───── Extracted information ─────
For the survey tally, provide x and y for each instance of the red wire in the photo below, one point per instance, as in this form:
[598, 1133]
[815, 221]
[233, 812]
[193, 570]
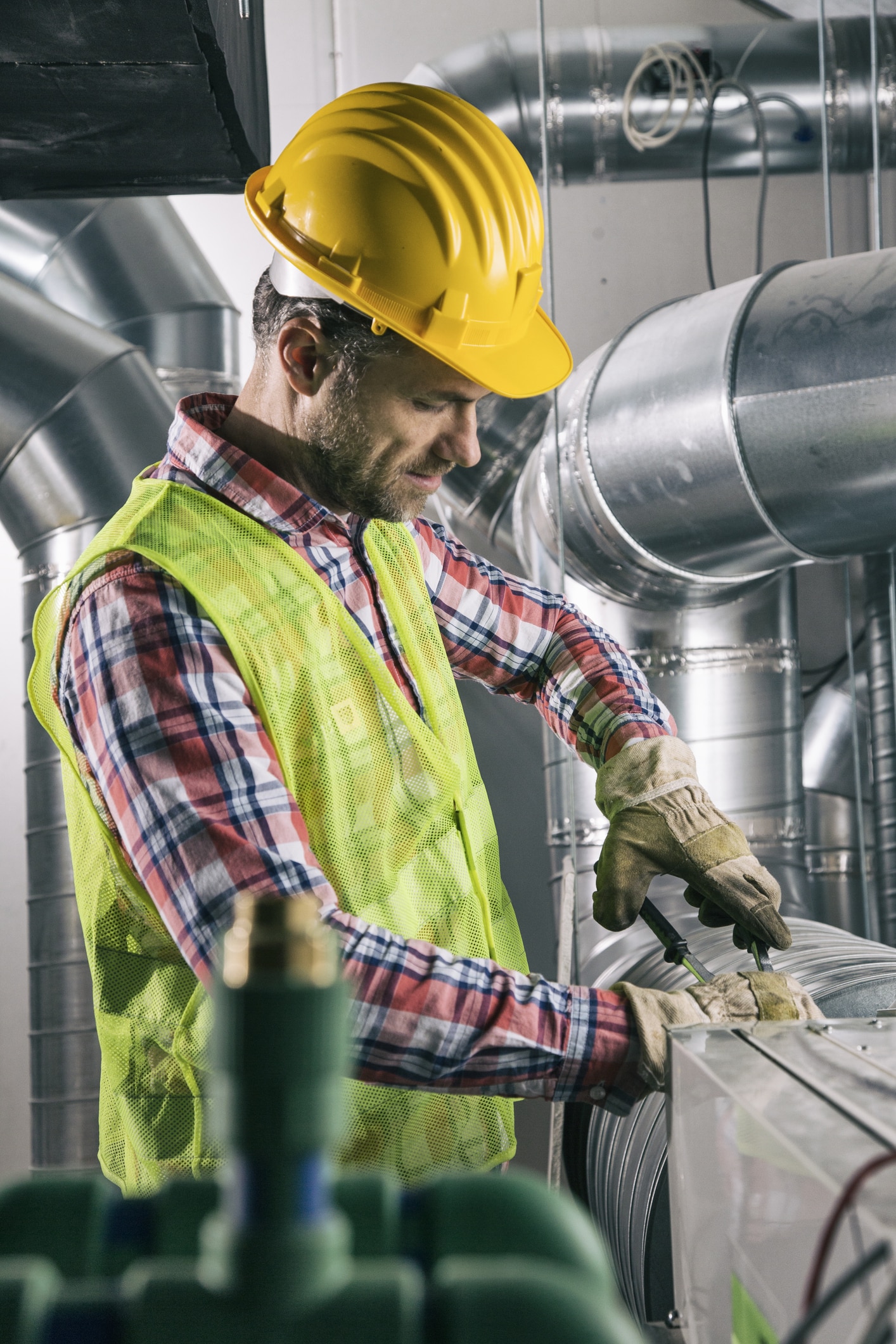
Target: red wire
─────
Copy every line above verbatim, leaving out the picture.

● **Complete response**:
For the survey tally, provide x and y for each instance of the red wire in the photo below, one point per instance, as in this form:
[598, 1133]
[815, 221]
[233, 812]
[193, 570]
Target: red wire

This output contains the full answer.